§ Supplied passage:
######

Certain embodiments of the present invention can include a queue manager (QM). The QM manages the active and free list queues in the device. For example, assume there are 32K packet buffers of 4 KByte each in the packet memory. The pointers to each of these buffers can be maintained in the queue memory. Each queue can be a linked list of these pointers. The device can have, for example, up to 2K active queues; there can also be a queue of free (e.g., unused) buffers. There can be a head and tail pointer for each of the active queues that are maintained in the queue head and the queue tail pointer memories. The free buffer head and tail pointers can be maintained in separate registers. The QM can also support up to 12K multicast packets. The pointers to the multicast packets are maintained in a separate multicast pointer memory.

As used herein, the word “multicast” is used to specify a data buffer of the device being read out multiple times from the packet memory. Multicast could mean broadcast, port mirroring or simply traffic to multiple ports, including the host processor of the device.

In certain embodiments, the QM can include one or more data structures, such as, for example: a queue pointer table, a multicast pointer table, a queue head pointer table, a queue tail pointer table, a queue length table, a multicast replication table, an egress port threshold and count table and egress queue thresholds. FIG. 3 illustrates exemplary data structures for a queue manager according to certain embodiments of the present invention. Each of these exemplary data structures associated with the queue manager will now be discussed further.

As previously mentioned, the QM can manage the active and free list of queues in the device. In certain embodiments, there are 32K packet buffers and they are referenced via a free buffer pointer maintained in the QM. A queue is a linked list of such buffers and the device can support some number of queues, for example, up to 4K queues. An exemplary structure of a unicast, or regular, buffer pointer is provided in FIG. 3. In this example, the multicast bit identifies that the next packet in the queue is multicast and the pointer to this resides in the multicast pointer memory. The next packet pointer field is the pointer to the next packet in the queue (multicast pointer in the case of the next packet being multicast). The multicast count field reflects the number of ports the multicast packet goes out on. The packet length field is the length of the packet in bytes. The ingress port field provides the ingress port through which the packet arrived in the device.

In the case of multicast, certain embodiments of the invention can support up to 12K multicast packets. Pointers to multicast buffers can be maintained separately in the multicast pointer memory. The structure of this exemplary multicast pointer is shown in FIG. 3. In this example, the multicast bit identifies that the next packet in the queue is multicast and the pointer to this resides in the multicast pointer memory. The next packet pointer field is the pointer to the next packet in the queue (multicast pointer in the case of the next packet being multicast). The replication count field provides the number of replications per port, or the number of time the packet should be read out, for the multicast transmission. The buffer pointer field can be used to point to the next packet in the queue (multicast pointer in the case of the next packet being multicast).

######

§ Given information:
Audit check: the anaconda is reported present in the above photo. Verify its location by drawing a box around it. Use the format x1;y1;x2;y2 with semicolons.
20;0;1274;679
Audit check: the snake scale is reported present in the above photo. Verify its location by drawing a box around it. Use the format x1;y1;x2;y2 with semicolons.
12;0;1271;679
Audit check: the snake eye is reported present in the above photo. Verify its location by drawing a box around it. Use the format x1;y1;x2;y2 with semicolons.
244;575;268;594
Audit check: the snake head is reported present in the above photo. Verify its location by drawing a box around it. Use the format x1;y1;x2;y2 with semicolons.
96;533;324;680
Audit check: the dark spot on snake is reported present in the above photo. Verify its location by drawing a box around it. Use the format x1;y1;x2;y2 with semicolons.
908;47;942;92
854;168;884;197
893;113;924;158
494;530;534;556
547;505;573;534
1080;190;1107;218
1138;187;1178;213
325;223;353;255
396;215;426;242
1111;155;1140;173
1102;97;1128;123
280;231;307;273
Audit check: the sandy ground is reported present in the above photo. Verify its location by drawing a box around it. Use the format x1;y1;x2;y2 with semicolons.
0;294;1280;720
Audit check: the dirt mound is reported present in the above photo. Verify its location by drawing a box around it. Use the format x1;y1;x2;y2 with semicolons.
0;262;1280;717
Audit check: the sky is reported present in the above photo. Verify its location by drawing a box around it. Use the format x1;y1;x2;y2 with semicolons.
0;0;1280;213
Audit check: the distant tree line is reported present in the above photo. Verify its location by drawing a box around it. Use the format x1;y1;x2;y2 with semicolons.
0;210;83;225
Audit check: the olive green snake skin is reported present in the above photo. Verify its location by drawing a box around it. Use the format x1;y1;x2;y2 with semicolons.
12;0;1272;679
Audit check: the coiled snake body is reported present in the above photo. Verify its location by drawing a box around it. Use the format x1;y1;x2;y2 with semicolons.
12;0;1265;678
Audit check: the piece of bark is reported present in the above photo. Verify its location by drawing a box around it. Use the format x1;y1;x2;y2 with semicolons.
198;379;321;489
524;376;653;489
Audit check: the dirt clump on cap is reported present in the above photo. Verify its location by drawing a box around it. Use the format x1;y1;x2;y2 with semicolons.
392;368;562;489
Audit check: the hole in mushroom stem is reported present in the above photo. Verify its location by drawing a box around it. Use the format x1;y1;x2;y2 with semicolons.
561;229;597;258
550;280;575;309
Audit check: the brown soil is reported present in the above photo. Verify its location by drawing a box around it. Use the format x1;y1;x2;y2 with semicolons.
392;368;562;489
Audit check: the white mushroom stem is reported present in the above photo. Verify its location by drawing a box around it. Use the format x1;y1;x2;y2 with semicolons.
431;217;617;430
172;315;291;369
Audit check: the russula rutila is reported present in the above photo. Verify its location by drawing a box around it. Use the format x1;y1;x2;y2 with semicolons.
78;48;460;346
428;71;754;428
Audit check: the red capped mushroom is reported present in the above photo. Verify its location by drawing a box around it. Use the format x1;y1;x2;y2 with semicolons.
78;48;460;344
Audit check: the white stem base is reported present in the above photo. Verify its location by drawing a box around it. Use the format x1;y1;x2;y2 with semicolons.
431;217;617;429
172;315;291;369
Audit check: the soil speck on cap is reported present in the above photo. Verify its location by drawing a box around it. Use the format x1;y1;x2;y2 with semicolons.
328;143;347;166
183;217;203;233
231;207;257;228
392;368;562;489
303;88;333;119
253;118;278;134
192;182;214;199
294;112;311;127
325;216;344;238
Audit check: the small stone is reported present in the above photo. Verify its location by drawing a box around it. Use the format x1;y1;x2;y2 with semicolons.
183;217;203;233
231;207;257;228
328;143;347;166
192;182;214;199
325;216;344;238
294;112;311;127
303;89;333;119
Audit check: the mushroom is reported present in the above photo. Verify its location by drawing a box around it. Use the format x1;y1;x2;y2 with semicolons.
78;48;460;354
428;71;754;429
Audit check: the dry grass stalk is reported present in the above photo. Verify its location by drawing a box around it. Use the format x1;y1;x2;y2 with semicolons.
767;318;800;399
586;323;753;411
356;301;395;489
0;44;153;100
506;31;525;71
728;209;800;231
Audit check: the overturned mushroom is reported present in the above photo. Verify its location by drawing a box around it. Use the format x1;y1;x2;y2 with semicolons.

######

§ Exercise directions: In the queue manager passage, where are the free buffer head and tail pointers maintained?

§ Worked answer: In separate registers.